> **What is being asked**: Output all lines exactly.
[Begin Exercise input]
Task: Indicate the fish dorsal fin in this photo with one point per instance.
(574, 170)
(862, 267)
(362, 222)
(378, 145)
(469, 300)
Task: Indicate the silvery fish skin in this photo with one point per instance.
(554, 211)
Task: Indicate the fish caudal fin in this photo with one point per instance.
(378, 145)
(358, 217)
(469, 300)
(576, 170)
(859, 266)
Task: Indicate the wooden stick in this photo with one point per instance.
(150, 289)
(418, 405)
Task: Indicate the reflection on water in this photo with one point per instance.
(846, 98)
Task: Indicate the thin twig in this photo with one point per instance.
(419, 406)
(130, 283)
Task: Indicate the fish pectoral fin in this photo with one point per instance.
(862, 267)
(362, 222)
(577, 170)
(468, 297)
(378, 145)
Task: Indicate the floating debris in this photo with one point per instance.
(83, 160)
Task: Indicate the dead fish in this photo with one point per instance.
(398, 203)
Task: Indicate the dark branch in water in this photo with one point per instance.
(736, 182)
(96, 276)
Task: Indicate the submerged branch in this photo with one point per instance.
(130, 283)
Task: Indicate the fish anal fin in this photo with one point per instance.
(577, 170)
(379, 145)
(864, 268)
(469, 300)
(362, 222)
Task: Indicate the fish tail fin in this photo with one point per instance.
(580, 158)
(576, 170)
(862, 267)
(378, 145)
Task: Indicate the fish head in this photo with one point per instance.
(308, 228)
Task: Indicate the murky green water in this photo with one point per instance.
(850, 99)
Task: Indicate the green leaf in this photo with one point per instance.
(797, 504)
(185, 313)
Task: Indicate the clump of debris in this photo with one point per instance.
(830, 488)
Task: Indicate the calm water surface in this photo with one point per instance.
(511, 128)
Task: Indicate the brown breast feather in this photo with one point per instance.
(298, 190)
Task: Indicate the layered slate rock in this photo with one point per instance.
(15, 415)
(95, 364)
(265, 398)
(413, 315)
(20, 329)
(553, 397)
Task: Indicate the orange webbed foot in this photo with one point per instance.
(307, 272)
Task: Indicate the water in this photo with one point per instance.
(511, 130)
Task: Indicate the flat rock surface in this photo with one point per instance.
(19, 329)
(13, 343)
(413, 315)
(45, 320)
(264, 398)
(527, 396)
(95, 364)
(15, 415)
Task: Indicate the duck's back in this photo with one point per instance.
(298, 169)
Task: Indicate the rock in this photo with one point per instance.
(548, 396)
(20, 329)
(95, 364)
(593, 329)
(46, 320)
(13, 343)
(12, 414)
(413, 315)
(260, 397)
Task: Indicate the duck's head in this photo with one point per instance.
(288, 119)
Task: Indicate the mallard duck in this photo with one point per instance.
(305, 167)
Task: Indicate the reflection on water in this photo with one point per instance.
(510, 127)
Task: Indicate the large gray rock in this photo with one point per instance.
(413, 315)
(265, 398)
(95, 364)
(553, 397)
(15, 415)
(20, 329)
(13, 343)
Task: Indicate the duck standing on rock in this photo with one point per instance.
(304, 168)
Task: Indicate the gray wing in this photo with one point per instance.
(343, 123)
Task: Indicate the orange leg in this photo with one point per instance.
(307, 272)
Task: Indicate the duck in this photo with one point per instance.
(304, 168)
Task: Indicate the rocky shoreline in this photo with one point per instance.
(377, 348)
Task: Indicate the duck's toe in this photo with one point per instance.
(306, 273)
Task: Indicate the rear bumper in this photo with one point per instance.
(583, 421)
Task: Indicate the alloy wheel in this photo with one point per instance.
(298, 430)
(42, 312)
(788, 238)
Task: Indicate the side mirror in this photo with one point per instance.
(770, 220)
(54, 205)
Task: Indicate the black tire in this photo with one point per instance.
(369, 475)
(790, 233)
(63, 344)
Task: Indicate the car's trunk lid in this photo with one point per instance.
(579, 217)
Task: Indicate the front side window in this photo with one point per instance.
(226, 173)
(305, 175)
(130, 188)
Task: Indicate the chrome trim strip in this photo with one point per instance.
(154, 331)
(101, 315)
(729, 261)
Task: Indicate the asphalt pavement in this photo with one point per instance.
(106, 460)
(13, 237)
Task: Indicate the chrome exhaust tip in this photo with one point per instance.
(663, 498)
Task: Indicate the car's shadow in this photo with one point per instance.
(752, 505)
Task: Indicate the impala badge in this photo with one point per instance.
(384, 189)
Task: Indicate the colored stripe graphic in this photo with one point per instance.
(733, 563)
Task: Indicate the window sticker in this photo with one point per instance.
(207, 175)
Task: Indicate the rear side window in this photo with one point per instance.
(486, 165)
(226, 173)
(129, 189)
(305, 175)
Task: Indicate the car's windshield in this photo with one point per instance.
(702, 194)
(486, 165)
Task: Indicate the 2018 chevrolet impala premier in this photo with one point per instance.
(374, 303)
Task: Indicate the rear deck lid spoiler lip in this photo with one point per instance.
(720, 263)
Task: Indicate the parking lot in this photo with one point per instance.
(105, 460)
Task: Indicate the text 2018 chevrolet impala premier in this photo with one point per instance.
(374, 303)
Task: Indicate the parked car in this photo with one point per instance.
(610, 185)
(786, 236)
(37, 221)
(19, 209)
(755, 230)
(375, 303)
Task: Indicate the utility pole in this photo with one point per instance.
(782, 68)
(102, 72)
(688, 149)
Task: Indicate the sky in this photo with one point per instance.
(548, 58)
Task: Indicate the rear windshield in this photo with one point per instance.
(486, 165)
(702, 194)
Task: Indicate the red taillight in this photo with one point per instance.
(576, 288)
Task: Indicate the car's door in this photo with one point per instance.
[End Exercise input]
> **Written reply**:
Task: Indicate the fish dorsal fin in this photo with one point per instance.
(574, 170)
(862, 267)
(362, 222)
(378, 145)
(469, 300)
Task: Indicate the silvery fish skin in this photo with one point per instance.
(554, 211)
Task: Indicate the fish caudal fin in this photo with one point per instance.
(378, 145)
(358, 217)
(469, 300)
(576, 170)
(859, 266)
Task: Indicate the wooden stick in this photo with one point per instance.
(150, 289)
(418, 405)
Task: Indicate the reflection on water in this photo with one point per instance.
(846, 98)
Task: Indicate the thin twig in this photo with one point per instance.
(419, 406)
(130, 283)
Task: Indicate the fish pectoral fin in this photo with one point per instance.
(862, 267)
(362, 222)
(577, 170)
(468, 297)
(378, 145)
Task: Indicate the floating debris in this photo with one point per instance.
(83, 160)
Task: Indicate the dead fish in this photo with one point per instance.
(398, 203)
Task: Indicate the dark branch in water in this photo with one point per instance.
(736, 182)
(96, 276)
Task: Indicate the submerged branch in this photo with one point per instance.
(130, 283)
Task: Indicate the fish anal fin in this photo with one point per instance.
(577, 170)
(379, 145)
(864, 268)
(469, 300)
(362, 222)
Task: Indicate the fish tail fin in this photo with one point per instance.
(580, 158)
(576, 170)
(862, 267)
(378, 145)
Task: Indicate the fish head in this photo with one point per instance.
(308, 228)
Task: Indicate the murky green water in this photo with one point per instance.
(850, 99)
Task: Indicate the green leaf in this photo with one point per instance.
(797, 504)
(185, 313)
Task: Indicate the clump of debris in this photo with one point per instance.
(830, 488)
Task: Indicate the calm water surface in this photo with one point per instance.
(511, 128)
Task: Indicate the brown breast feather in this photo with one point per instance.
(298, 190)
Task: Indicate the layered slate rock in this photo with one point per instance.
(15, 415)
(95, 364)
(265, 398)
(413, 315)
(20, 329)
(553, 397)
Task: Indicate the orange webbed foot in this photo with one point per instance.
(307, 272)
Task: Indicate the water in this photo with one point per instance.
(511, 130)
Task: Indicate the flat rock surface in this photo with one point per instance.
(19, 329)
(13, 343)
(413, 315)
(45, 320)
(264, 398)
(527, 396)
(95, 364)
(15, 415)
Task: Indicate the duck's back in this photo with one point per instance.
(298, 169)
Task: Indicate the rock in this photo with one point per instance.
(548, 396)
(20, 329)
(95, 364)
(593, 329)
(46, 320)
(13, 343)
(12, 414)
(413, 315)
(260, 397)
Task: Indicate the duck's head in this photo with one point per instance.
(288, 119)
Task: Indicate the mallard duck in this photo with one point per instance.
(305, 167)
Task: Indicate the reflection on water in this photo with one point per instance.
(510, 127)
Task: Indicate the large gray rock in this photo with one point per instance.
(413, 315)
(265, 398)
(95, 364)
(553, 397)
(15, 415)
(20, 329)
(13, 343)
Task: Indicate the duck standing on rock in this photo with one point per instance.
(304, 168)
Task: Indicate the gray wing in this photo with one point per instance.
(343, 123)
Task: Indicate the orange leg in this photo with one point per instance.
(307, 272)
Task: Indicate the duck in this photo with one point per instance.
(304, 168)
Task: Indicate the rocky shoreline in this photo with one point per instance.
(377, 348)
Task: Indicate the duck's toe in this photo with one point per instance.
(306, 273)
Task: Indicate the rear bumper in this photo with one point per instance.
(583, 421)
Task: Indicate the alloy wheel in this photo with one point per instance.
(298, 430)
(42, 312)
(788, 238)
Task: Indicate the side mirror in this photo with one point per instance.
(770, 220)
(54, 205)
Task: Indicate the black tire in this photo with one point per instance.
(369, 475)
(790, 233)
(63, 344)
Task: Indicate the car's trunk lid in this photo with one point per instance.
(579, 217)
Task: Indicate the front side window in this photo with one point per instance.
(226, 173)
(305, 175)
(130, 188)
Task: Indicate the chrome trim strip in this photo with one point per instance.
(154, 331)
(101, 315)
(729, 261)
Task: Indicate the asphalt pavement in this photo with one point per instance.
(106, 460)
(13, 237)
Task: Indicate the chrome exhaust tip in this photo with one point per instance.
(663, 498)
Task: Indicate the car's shadow in this photo with one point per instance.
(752, 505)
Task: Indicate the impala badge in this photo with one point per instance.
(384, 189)
Task: Indicate the colored stripe graphic in this photo with one point per instance.
(733, 563)
Task: Indicate the window sticker in this photo with one point per instance.
(207, 175)
Task: Indicate the rear side window in this photo with one point per instance.
(486, 165)
(226, 173)
(129, 189)
(305, 175)
Task: Indicate the car's windshield in this photo with one point per instance.
(702, 194)
(486, 165)
Task: Indicate the 2018 chevrolet impala premier in this photo with one point per instance.
(374, 303)
Task: Indicate the rear deck lid spoiler lip in this photo with one point per instance.
(720, 263)
Task: Indicate the parking lot in this photo with one point per instance.
(105, 460)
Task: Indicate the text 2018 chevrolet impala premier in this photo with one point per instance.
(374, 303)
Task: Indicate the parked car in this photo with one point per instance.
(610, 185)
(786, 236)
(37, 221)
(19, 209)
(755, 230)
(375, 303)
Task: Indicate the utility pole in this photo with one point per instance.
(782, 68)
(102, 72)
(688, 149)
Task: Indicate the sky in this photo with one point per instance.
(548, 58)
Task: Indicate the rear windshield in this photo with one point per instance.
(486, 165)
(702, 194)
Task: Indicate the red taillight in this photo with one point per instance.
(576, 288)
Task: Indicate the car's door in this photo with one point per instance.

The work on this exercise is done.